— Start of EXERCISE MATERIAL —

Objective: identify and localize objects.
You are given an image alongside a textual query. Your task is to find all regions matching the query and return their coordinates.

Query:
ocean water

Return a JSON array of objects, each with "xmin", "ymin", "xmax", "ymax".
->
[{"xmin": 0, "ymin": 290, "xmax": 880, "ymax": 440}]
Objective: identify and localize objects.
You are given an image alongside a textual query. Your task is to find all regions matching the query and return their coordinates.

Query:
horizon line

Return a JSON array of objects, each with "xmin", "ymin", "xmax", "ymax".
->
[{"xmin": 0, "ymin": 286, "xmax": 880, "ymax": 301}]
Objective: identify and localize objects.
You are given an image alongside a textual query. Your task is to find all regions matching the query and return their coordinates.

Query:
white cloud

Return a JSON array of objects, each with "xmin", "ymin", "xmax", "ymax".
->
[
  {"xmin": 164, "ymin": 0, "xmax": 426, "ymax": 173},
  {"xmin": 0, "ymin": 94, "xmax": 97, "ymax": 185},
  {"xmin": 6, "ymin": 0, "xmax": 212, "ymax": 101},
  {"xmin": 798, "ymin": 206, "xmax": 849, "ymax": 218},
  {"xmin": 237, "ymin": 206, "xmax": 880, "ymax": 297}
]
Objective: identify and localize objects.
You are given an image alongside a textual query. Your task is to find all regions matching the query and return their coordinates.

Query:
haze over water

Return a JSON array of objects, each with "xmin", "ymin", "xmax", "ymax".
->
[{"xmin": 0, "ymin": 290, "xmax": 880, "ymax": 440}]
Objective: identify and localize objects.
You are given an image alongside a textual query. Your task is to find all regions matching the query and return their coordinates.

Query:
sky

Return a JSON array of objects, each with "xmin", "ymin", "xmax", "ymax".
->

— End of EXERCISE MATERIAL —

YOUR INSTRUCTIONS ->
Update the records above so that "textual query" becomes "written query" everywhere it appears, leaving everything else unchanged.

SOLUTION BELOW ->
Objective: identify and localize objects.
You are given an image alongside a written query. Your task is to find all regions matching the query and return their coordinates.

Query:
ocean water

Return a JSON array of objects, each with "xmin", "ymin", "xmax", "ymax".
->
[{"xmin": 0, "ymin": 290, "xmax": 880, "ymax": 440}]
Objective: identify and localize objects.
You are given an image alongside a written query. Your task is to find all regions matching the query and return their coordinates.

Query:
horizon line

Return a JSON array of objects, each with "xmin", "ymin", "xmax", "ymax".
->
[{"xmin": 0, "ymin": 286, "xmax": 880, "ymax": 301}]
Objective: identify and localize objects.
You are given an image alongside a written query. Your task is to find all regions matching the query and return their coordinates.

Query:
white cloud

Return a JSON array of objects, each with "xmin", "ymin", "xmax", "ymax".
->
[
  {"xmin": 164, "ymin": 0, "xmax": 426, "ymax": 173},
  {"xmin": 0, "ymin": 94, "xmax": 97, "ymax": 185},
  {"xmin": 6, "ymin": 0, "xmax": 212, "ymax": 101},
  {"xmin": 798, "ymin": 206, "xmax": 849, "ymax": 218},
  {"xmin": 237, "ymin": 206, "xmax": 880, "ymax": 297}
]
Objective: identify and localize objects.
You are given an image alongside a written query. Your task is to find all regions matching the query and return their coordinates.

Query:
haze over water

Return a JSON array of objects, each with "xmin", "ymin", "xmax", "ymax".
->
[{"xmin": 0, "ymin": 290, "xmax": 880, "ymax": 440}]
Objective: identify and localize objects.
You are given an image alongside a written query. Your task is to find all regions matching the query and return their coordinates.

Query:
sky

Return a JSON array of objects, each with "xmin", "ymin", "xmax", "ymax".
->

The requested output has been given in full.